- _作業の指示_
Copilot+ PCについての下の記事を、一字一句変えずに全文そのまま返してもらえますか？

- _抜粋_
|---|

ARMベースのQualcommのプロセッサーのため、気になるベンチマークテストも行ってみたが、CPU性能を計測する「Cinebench R23」では、マルチコアで6522pts、シングルコアで1128ptsという結果だった。これは第11世代のインテル Core i7クラスよりも速い結果で、十分快適に使えるレベルと言える。また、しっかり「Microsoft 365」のアプリも動作し、何不自由なく快適に使えた。ビジネスシーンで利用するのであれば、問題ないはずだ。

ARMベースのマシンだが、「Microsoft 365」の「Excel」を起動して作業しても全く遜色ない

画像を自動生成するコクリエイター

「ペイント」に追加された「コクリエイター」。最初に説明ウィザードが立ち上がる

続いて、Copilot+ PCならではの機能を紹介していこう。まずは、Windows 11に標準搭載されている「ペイント」アプリに機能追加される「コクリエイター」だ。画像を生成してくれるもので、作成したい画像をテキストで入力すると、AI機能で自動生成してくれる。特徴なのが、左側のキャンバス部分でラフスケッチを描くと、それに合わせた画像を生成してくれるところ。どんな描き方かの指定とどの程度AIに創造させるのかが調整でき、思った通りのものをチョイスできる。納得のいく画像を得られるまで細かく調整できる。

|---|

- _記録データ_
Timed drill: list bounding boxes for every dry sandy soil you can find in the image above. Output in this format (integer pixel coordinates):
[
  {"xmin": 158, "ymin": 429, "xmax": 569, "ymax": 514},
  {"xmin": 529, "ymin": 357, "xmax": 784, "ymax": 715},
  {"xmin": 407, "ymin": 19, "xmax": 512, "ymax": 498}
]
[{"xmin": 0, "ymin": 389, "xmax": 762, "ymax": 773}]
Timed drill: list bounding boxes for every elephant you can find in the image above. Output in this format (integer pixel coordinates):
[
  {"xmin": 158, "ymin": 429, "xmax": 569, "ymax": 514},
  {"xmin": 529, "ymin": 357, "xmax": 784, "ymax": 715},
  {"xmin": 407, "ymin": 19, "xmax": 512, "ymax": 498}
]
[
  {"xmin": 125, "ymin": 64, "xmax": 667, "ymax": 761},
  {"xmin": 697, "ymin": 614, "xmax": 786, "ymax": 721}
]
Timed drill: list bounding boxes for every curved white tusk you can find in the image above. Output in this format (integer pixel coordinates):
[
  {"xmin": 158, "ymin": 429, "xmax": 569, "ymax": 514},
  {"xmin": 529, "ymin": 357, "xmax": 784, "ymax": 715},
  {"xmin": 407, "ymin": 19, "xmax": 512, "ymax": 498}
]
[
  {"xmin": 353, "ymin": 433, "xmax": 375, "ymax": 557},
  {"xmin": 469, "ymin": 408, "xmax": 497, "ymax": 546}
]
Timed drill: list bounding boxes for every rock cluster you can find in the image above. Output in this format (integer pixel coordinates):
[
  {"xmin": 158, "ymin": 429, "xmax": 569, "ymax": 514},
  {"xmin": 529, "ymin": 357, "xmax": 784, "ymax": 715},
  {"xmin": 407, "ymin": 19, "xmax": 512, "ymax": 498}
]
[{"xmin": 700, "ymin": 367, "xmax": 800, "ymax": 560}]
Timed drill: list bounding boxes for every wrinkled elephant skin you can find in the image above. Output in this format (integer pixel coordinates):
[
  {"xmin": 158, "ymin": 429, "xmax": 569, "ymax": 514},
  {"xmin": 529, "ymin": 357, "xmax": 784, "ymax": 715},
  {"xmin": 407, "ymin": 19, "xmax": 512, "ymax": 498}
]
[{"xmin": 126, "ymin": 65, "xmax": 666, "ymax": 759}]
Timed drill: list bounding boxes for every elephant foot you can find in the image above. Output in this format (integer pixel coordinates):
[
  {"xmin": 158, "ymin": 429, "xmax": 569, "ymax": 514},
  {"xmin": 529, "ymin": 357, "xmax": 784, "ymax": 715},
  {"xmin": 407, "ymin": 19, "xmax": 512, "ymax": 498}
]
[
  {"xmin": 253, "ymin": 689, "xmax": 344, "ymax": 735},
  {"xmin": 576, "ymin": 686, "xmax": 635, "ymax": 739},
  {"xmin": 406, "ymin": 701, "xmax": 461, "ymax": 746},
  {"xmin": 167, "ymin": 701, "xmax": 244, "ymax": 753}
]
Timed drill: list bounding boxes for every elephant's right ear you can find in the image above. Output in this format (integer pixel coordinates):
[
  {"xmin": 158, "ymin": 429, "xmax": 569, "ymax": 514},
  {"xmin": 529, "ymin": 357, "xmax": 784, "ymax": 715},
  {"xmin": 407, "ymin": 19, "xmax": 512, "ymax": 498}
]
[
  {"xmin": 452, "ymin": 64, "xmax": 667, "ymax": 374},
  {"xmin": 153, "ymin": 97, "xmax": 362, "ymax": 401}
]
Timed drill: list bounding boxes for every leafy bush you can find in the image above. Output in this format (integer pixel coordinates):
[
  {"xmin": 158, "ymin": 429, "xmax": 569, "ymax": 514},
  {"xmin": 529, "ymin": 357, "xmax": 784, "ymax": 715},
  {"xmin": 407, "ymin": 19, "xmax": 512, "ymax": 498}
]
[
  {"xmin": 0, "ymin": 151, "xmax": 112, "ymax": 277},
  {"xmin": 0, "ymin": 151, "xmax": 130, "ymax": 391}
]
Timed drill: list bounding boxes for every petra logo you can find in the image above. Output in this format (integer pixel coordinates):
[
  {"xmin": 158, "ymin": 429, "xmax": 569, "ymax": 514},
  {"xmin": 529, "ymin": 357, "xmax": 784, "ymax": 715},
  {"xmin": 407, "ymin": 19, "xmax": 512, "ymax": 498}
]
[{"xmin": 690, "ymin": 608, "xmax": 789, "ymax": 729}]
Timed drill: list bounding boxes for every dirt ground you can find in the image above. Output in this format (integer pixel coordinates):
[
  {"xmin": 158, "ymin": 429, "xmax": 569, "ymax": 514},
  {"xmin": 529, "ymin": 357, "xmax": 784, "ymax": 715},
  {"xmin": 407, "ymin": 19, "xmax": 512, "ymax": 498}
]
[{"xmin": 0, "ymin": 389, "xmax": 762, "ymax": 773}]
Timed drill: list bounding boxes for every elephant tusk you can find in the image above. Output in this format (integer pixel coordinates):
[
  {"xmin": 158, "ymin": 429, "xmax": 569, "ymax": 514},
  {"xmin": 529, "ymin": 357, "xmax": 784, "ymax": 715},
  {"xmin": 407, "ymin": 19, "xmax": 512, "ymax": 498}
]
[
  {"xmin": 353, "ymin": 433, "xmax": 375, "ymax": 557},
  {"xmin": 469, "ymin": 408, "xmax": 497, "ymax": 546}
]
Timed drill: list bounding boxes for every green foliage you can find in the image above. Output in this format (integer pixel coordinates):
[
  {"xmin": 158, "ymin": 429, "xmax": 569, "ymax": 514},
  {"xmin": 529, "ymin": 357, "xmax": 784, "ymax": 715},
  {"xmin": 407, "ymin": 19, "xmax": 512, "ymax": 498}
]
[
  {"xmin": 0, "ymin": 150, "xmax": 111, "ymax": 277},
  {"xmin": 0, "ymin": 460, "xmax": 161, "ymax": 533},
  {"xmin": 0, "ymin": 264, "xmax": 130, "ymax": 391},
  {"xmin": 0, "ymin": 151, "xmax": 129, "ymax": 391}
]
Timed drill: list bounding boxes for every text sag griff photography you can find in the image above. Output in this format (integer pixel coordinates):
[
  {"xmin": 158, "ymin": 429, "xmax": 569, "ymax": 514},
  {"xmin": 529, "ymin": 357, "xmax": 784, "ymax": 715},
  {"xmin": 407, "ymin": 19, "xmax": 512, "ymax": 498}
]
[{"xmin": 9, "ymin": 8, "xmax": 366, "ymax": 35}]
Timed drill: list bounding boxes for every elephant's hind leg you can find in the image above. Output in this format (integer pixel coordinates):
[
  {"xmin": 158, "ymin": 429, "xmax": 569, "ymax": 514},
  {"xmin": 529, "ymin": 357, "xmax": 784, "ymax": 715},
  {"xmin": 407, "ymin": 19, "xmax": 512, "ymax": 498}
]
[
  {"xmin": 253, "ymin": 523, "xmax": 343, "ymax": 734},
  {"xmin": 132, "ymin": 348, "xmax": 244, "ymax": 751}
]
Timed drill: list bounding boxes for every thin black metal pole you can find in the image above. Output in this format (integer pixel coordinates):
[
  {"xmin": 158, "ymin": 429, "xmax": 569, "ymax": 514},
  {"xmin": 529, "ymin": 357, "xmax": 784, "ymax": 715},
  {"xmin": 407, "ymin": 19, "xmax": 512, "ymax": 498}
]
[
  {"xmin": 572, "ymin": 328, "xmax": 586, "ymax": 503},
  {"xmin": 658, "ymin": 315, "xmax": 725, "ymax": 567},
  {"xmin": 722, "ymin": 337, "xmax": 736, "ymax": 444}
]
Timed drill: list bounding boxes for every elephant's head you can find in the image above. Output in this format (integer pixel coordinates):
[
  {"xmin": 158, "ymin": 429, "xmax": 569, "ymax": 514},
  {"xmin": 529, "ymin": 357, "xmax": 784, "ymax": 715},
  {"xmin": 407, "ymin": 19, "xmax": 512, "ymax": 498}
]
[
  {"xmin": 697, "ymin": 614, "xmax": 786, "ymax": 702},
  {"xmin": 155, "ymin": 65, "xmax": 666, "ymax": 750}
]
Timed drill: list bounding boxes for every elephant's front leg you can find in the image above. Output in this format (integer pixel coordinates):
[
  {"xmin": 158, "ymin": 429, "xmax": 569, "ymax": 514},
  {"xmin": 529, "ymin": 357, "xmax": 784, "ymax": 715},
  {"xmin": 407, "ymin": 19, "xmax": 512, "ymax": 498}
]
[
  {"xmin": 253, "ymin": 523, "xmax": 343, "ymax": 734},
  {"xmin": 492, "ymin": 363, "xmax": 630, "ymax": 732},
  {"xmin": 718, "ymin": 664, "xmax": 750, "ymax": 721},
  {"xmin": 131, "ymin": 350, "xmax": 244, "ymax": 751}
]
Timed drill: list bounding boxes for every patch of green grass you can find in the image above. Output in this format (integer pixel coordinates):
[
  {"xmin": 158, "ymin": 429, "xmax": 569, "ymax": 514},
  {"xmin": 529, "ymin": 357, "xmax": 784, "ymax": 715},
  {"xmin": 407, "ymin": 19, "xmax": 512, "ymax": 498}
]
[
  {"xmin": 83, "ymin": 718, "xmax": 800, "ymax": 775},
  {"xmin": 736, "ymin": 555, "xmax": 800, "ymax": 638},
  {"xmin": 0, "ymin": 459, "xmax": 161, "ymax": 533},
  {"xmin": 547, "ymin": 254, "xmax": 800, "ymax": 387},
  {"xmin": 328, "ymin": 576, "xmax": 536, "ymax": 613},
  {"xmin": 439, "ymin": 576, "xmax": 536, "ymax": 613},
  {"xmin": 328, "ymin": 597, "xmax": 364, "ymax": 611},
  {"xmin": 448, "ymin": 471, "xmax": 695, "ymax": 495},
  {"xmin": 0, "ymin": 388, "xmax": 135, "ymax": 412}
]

|---|

- _解答例_
ARMベースのQualcommのプロセッサーのため、気になるベンチマークテストも行ってみたが、CPU性能を計測する「Cinebench R23」では、マルチコアで6522pts、シングルコアで1128ptsという結果だった。これは第11世代のインテル Core i7クラスよりも速い結果で、十分快適に使えるレベルと言える。また、しっかり「Microsoft 365」のアプリも動作し、何不自由なく快適に使えた。ビジネスシーンで利用するのであれば、問題ないはずだ。

ARMベースのマシンだが、「Microsoft 365」の「Excel」を起動して作業しても全く遜色ない

画像を自動生成するコクリエイター

「ペイント」に追加された「コクリエイター」。最初に説明ウィザードが立ち上がる

続いて、Copilot+ PCならではの機能を紹介していこう。まずは、Windows 11に標準搭載されている「ペイント」アプリに機能追加される「コクリエイター」だ。画像を生成してくれるもので、作成したい画像をテキストで入力すると、AI機能で自動生成してくれる。特徴なのが、左側のキャンバス部分でラフスケッチを描くと、それに合わせた画像を生成してくれるところ。どんな描き方かの指定とどの程度AIに創造させるのかが調整でき、思った通りのものをチョイスできる。納得のいく画像を得られるまで細かく調整できる。